What to do
Reproduce, without any changes, the lines of the entries below that run from the line containing "Presence query — locate the stone" through the end of the entries, including both ends.

Excerpted data
■ ■ ■ ■

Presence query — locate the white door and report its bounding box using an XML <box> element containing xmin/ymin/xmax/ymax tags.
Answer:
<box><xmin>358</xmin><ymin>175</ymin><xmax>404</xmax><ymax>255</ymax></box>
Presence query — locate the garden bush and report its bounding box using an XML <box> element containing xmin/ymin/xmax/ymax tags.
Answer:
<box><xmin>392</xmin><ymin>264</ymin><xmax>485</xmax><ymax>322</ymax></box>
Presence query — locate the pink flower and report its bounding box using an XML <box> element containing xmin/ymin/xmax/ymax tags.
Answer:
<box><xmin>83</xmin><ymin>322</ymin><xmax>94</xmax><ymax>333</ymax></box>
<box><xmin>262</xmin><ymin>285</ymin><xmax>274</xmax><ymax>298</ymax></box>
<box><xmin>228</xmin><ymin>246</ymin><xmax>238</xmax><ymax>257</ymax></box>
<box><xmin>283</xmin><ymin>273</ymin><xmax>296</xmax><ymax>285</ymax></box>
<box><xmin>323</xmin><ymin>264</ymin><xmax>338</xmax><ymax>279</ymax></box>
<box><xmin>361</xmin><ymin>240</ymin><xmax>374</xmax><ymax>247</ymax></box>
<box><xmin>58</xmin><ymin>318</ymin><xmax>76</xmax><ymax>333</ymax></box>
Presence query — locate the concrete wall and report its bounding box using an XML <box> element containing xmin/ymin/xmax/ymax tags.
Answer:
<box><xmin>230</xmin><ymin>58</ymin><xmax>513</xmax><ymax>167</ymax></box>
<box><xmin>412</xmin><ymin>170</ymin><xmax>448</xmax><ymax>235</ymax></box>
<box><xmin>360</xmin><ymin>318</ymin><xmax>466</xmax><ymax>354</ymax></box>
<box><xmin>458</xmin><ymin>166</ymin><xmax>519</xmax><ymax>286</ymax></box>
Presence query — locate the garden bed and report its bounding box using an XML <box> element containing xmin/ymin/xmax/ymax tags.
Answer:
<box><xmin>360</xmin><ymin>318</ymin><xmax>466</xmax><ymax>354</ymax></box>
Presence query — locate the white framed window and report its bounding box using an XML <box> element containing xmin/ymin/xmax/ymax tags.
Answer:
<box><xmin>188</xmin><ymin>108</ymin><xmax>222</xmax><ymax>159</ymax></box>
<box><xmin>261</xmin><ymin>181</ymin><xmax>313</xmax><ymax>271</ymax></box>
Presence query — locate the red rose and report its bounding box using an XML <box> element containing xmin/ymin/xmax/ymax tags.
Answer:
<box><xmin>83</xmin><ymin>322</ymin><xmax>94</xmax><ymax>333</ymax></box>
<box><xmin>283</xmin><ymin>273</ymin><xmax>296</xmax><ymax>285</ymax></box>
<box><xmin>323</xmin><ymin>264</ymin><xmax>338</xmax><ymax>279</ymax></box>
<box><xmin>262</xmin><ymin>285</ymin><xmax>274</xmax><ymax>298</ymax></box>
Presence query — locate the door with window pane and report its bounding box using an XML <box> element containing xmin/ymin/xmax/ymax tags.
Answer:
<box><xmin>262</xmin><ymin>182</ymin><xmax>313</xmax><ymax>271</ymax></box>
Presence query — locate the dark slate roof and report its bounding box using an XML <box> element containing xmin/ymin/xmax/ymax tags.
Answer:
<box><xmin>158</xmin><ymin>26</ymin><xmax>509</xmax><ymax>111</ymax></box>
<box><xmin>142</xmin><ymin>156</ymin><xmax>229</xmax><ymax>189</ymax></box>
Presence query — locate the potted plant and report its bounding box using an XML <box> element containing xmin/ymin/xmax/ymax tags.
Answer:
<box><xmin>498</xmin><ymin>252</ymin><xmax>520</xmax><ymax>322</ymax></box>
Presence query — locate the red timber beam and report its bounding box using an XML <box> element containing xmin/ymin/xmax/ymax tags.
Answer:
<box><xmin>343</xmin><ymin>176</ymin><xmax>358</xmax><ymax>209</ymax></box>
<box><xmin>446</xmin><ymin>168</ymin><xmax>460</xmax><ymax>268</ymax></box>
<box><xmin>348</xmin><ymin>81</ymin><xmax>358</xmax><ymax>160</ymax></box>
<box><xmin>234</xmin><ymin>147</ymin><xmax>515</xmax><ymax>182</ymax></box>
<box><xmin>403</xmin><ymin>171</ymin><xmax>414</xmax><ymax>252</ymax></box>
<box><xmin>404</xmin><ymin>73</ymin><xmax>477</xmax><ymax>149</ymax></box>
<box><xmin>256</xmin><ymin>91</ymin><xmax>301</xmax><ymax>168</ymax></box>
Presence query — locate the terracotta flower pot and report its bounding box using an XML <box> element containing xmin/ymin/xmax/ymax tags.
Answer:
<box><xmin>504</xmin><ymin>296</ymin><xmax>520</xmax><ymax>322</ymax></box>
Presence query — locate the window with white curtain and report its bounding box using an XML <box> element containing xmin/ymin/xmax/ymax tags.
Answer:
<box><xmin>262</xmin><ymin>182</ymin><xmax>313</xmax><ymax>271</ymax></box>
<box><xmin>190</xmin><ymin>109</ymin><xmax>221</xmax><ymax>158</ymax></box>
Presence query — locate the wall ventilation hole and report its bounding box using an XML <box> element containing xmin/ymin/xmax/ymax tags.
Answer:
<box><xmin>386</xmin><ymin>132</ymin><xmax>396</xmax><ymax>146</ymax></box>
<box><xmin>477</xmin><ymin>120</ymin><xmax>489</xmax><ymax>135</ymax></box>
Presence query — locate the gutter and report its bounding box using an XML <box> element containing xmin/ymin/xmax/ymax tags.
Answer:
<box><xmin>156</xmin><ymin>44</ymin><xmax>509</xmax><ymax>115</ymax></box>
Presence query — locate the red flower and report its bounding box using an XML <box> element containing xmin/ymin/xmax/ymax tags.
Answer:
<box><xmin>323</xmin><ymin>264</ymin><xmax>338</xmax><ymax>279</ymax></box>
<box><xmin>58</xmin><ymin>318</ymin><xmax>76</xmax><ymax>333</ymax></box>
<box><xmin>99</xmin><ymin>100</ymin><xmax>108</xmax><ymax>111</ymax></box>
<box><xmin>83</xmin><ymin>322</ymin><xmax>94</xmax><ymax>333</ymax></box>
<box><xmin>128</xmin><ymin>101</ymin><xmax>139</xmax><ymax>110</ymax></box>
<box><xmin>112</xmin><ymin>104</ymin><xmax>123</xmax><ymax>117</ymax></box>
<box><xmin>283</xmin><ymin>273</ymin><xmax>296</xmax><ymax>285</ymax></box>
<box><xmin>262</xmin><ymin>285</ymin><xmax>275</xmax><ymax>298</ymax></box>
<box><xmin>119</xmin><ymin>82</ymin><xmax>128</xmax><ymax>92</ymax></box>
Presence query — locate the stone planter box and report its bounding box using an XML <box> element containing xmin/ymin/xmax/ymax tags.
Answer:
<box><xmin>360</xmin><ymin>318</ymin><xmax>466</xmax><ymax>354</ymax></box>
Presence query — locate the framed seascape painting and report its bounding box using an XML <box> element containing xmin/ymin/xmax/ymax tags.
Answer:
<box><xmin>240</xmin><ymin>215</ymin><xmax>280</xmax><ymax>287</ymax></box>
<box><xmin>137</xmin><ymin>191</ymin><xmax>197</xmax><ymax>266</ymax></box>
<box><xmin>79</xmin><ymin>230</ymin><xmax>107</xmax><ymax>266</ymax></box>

■ ■ ■ ■

Output below
Presence query — locate the stone planter box and report its bounding box using an XML <box> element containing xmin/ymin/xmax/ymax tags.
Answer:
<box><xmin>360</xmin><ymin>318</ymin><xmax>466</xmax><ymax>354</ymax></box>
Presence query — locate the framed seascape painting and report its bounding box using an XML <box> element containing xmin/ymin/xmax/ymax tags.
Answer:
<box><xmin>240</xmin><ymin>215</ymin><xmax>280</xmax><ymax>287</ymax></box>
<box><xmin>137</xmin><ymin>191</ymin><xmax>197</xmax><ymax>266</ymax></box>
<box><xmin>79</xmin><ymin>230</ymin><xmax>107</xmax><ymax>266</ymax></box>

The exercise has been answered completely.